- [Work instructions]
Rescale every bounding-box coordinate in the answers to the items below by 1.75, rounding to whole numbers with halves rounded up, and write out all the items again, requests included. Leave the numbers in the requests and in their format samples as they are.

[Begin Data records]

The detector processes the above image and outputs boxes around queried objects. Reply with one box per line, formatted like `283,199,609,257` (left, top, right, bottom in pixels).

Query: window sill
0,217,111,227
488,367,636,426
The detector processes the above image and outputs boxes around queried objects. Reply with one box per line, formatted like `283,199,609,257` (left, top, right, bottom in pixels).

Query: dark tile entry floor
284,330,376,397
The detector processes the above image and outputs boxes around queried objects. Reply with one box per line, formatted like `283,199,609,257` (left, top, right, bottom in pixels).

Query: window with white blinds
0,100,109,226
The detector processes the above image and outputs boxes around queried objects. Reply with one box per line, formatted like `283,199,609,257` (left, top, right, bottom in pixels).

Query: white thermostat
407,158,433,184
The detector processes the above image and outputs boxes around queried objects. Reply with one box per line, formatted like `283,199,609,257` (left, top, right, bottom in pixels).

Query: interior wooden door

[End Data records]

- [Answer below]
The detector processes the above image and outputs boxes around queried objects. Reply with one box per line, formatted like `283,199,609,257` (left, top, right, bottom in pixels).

Query: window sill
0,380,194,397
854,642,1113,746
The detector processes the above image and outputs boxes around queried objects. Reply with one box per line, formatted like `283,199,609,257` (left, top, right, bottom in pixels).

Query: dark tile entry floor
497,578,658,695
The detector processes the above image and outputs boxes around queried objects. Reply with one box per line, formatted like `283,199,609,257` (left, top, right, bottom in pixels).

Query: window with white blinds
0,175,191,396
The detector processes the above image and outputs boxes around queried objects. Reply with one box per line, formatted like `283,199,609,257` (left, top, right, bottom in pixels).

Query: white thermostat
712,277,758,322
The detector processes the above image and outputs boxes around queried objects. Reply with one box per line, formatted like `283,199,609,257` (left, top, right, bottom in pixels).

Query: interior wooden door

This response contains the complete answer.